**How to complete this task:** Word for word, the records below are to be set down again.

[Dataset entries]
--- START ---
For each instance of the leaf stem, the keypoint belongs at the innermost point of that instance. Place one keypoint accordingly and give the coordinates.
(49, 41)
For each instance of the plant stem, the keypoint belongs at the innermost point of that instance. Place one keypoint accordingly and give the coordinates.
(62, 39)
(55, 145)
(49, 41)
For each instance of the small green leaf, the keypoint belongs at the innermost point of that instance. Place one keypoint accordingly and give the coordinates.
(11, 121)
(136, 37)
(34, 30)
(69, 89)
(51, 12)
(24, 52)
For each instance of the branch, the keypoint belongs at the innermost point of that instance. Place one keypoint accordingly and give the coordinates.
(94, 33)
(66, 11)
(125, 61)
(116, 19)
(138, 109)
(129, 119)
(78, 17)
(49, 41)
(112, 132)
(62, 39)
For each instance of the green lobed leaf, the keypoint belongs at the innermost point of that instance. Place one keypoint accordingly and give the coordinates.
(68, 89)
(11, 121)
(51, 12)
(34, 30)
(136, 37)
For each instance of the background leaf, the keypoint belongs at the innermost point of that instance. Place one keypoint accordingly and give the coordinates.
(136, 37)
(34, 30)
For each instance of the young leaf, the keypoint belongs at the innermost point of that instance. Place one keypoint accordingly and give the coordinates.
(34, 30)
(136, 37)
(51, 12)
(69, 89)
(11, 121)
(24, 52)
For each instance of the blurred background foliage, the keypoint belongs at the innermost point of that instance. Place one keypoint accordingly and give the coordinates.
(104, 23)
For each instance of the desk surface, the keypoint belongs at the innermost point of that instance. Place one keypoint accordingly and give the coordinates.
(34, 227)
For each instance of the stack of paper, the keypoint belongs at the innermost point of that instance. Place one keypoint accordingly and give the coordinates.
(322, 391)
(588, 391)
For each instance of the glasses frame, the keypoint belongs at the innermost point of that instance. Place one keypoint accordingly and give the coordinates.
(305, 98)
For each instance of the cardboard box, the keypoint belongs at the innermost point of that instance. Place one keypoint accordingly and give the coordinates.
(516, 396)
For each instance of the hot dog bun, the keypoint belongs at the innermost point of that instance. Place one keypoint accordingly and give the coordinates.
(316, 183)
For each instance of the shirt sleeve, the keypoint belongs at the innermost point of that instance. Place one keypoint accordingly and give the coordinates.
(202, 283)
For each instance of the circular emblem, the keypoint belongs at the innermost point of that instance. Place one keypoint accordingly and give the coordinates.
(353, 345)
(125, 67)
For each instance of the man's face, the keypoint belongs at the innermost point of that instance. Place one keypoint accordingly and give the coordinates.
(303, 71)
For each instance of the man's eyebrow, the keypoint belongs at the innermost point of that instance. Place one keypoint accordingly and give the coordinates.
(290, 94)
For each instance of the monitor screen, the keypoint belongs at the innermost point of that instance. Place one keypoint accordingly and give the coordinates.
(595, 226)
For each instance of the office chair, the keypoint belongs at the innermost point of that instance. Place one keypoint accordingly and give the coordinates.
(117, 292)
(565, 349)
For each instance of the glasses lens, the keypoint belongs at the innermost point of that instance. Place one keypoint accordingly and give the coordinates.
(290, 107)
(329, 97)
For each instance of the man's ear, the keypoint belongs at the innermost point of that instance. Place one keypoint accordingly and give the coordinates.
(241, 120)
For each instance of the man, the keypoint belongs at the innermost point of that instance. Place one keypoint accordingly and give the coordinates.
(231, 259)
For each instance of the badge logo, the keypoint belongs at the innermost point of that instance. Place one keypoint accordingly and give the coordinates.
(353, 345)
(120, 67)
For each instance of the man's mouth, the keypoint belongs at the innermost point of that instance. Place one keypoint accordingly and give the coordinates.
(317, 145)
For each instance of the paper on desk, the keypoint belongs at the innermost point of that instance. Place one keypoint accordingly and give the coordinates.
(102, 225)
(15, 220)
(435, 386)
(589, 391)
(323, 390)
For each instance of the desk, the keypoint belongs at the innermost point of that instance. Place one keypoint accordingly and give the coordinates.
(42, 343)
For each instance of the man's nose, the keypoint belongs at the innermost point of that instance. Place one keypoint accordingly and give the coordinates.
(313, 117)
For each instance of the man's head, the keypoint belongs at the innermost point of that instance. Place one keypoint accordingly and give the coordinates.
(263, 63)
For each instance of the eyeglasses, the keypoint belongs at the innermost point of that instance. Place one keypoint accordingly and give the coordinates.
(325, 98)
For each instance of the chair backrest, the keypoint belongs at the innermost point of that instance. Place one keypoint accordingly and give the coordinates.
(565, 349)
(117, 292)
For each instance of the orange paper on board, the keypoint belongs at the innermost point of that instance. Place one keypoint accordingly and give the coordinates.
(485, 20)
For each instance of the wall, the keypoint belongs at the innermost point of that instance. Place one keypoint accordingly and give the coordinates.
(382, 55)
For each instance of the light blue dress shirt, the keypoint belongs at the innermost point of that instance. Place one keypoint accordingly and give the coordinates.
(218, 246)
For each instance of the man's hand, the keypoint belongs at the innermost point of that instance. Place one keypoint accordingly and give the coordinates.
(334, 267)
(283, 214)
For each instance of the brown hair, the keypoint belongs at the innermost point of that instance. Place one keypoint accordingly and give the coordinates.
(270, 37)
--- END ---
**Answer to this problem:**
For each instance of the leaf stem, the keypoint belongs at the innermost point of that instance. Place one keypoint accordingly and give the coordinates.
(49, 41)
For each instance of the plant stem, the keypoint belongs at the innermost point of that instance. Place one keypoint accordingly and give the coordinates.
(62, 39)
(55, 145)
(49, 41)
For each instance of the small green leaf, the keypoint belongs at the innermost point of that instance. Place one keypoint accordingly and give the coordinates.
(11, 121)
(136, 37)
(34, 30)
(69, 89)
(51, 12)
(24, 52)
For each instance of the branch, the keypoint belongs at the innermost point of that instance. Place one keypoint accordingly and give the coordinates.
(94, 33)
(66, 11)
(125, 61)
(116, 19)
(138, 109)
(129, 119)
(78, 17)
(49, 41)
(112, 132)
(62, 39)
For each instance of the green lobed leaf, the keypoint belongs at the innermost point of that instance. Place one keypoint accordingly and give the coordinates.
(68, 89)
(11, 121)
(51, 12)
(34, 30)
(136, 37)
For each instance of the background leaf, the keypoint belongs at the innermost point of that instance. Place one keypoint accordingly and give the coordinates.
(136, 37)
(34, 30)
For each instance of the young leaf, the keypoint belongs at the innermost point of that instance. Place one keypoint accordingly and give the coordinates.
(34, 30)
(136, 37)
(51, 12)
(69, 89)
(11, 121)
(24, 52)
For each instance of the blurred background foliage, the keypoint belongs at the innermost point of that instance. Place one keypoint accordingly and give the coordinates.
(104, 23)
For each instance of the desk surface, the keypoint belongs at the innermost point of that instance. Place one keypoint accordingly and give the coordinates.
(34, 227)
For each instance of the stack of paper, the keypoint belongs at the innermost point of that instance. Place one keypoint accordingly and give the coordinates.
(322, 391)
(588, 391)
For each instance of the glasses frame, the keypoint belongs at the innermost point of that instance. Place one keypoint accordingly and give the coordinates.
(305, 98)
For each instance of the cardboard box, the keypoint belongs at the innermost point of that instance. Place one keypoint accordingly and give the coordinates.
(516, 396)
For each instance of the hot dog bun, the keypoint belongs at the innermost point of that instance. Place one keypoint accordingly and give the coordinates.
(316, 183)
For each instance of the shirt sleeve, the keypoint belongs at the innermost point of that instance. Place one keypoint accordingly and give the coordinates.
(202, 283)
For each instance of the circular emblem, the keypoint belongs at the innermost point of that instance. Place one keypoint accordingly and give the coordinates.
(353, 345)
(125, 67)
For each instance of the man's face, the keypoint belongs at the innermost point of that instance. Place one keypoint accordingly and give the coordinates.
(303, 71)
For each instance of the man's eyebrow, the keypoint belongs at the innermost point of that instance. Place one keypoint accordingly and give the coordinates.
(290, 94)
For each instance of the monitor screen, the keypoint belongs at the innermost point of that instance. Place one keypoint accordingly and give the coordinates.
(595, 226)
For each instance of the office chair, the keypoint belongs at the innermost point of that instance. Place one keypoint accordingly and give the coordinates.
(117, 292)
(565, 349)
For each instance of the glasses lens, the keypoint belongs at the innermost point of that instance. Place one keypoint accordingly and give the coordinates.
(290, 107)
(329, 97)
For each instance of the man's ear, the keypoint belongs at the innermost point of that instance. Place one keypoint accordingly and give the coordinates.
(241, 120)
For each instance of the man, the keypoint belongs at the innermost point of that instance. Place one keypoint accordingly and give the coordinates.
(231, 259)
For each instance of the badge logo, the keypoint belongs at the innermost point of that instance. Place one keypoint accordingly and give the coordinates.
(353, 345)
(120, 67)
For each instance of the man's mouth, the keypoint belongs at the innermost point of that instance. Place one keypoint accordingly and give the coordinates.
(317, 145)
For each instance of the paper on desk, the keypoint belongs at the innermost point of that instance. Place one keypoint accordingly and give the coordinates.
(102, 225)
(15, 220)
(435, 386)
(589, 391)
(323, 390)
For each instance of the desk, the keypoint belongs at the innermost point of that instance. Place one keypoint accordingly and give the coordinates.
(42, 343)
For each instance of the man's nose, the keypoint belongs at the innermost point of that instance. Place one keypoint accordingly and give the coordinates.
(313, 117)
For each instance of the man's head, the keypoint belongs at the innermost point of that instance. Place one keypoint accordingly and give the coordinates.
(263, 63)
For each instance of the eyeglasses, the keypoint belongs at the innermost point of that instance. Place one keypoint accordingly and give the coordinates.
(325, 98)
For each instance of the chair backrest, the keypoint belongs at the innermost point of that instance. Place one keypoint accordingly and give the coordinates.
(565, 349)
(117, 292)
For each instance of the orange paper on board, the keypoint belongs at the innermost point of that instance. Place one keypoint accordingly and give the coordinates.
(485, 20)
For each instance of the wall, the keypoint belongs at the innermost point of that instance. Place one keypoint accordingly and give the coordinates.
(382, 55)
For each instance of the light blue dress shirt, the keypoint belongs at the innermost point of that instance. Place one keypoint accordingly and give the coordinates.
(218, 246)
For each instance of the man's hand, the keypoint belongs at the innermost point of that instance. Place one keypoint accordingly and give the coordinates.
(334, 267)
(283, 214)
For each instance of the brown hair, the keypoint belongs at the innermost point of that instance. Place one keypoint accordingly and give the coordinates.
(270, 37)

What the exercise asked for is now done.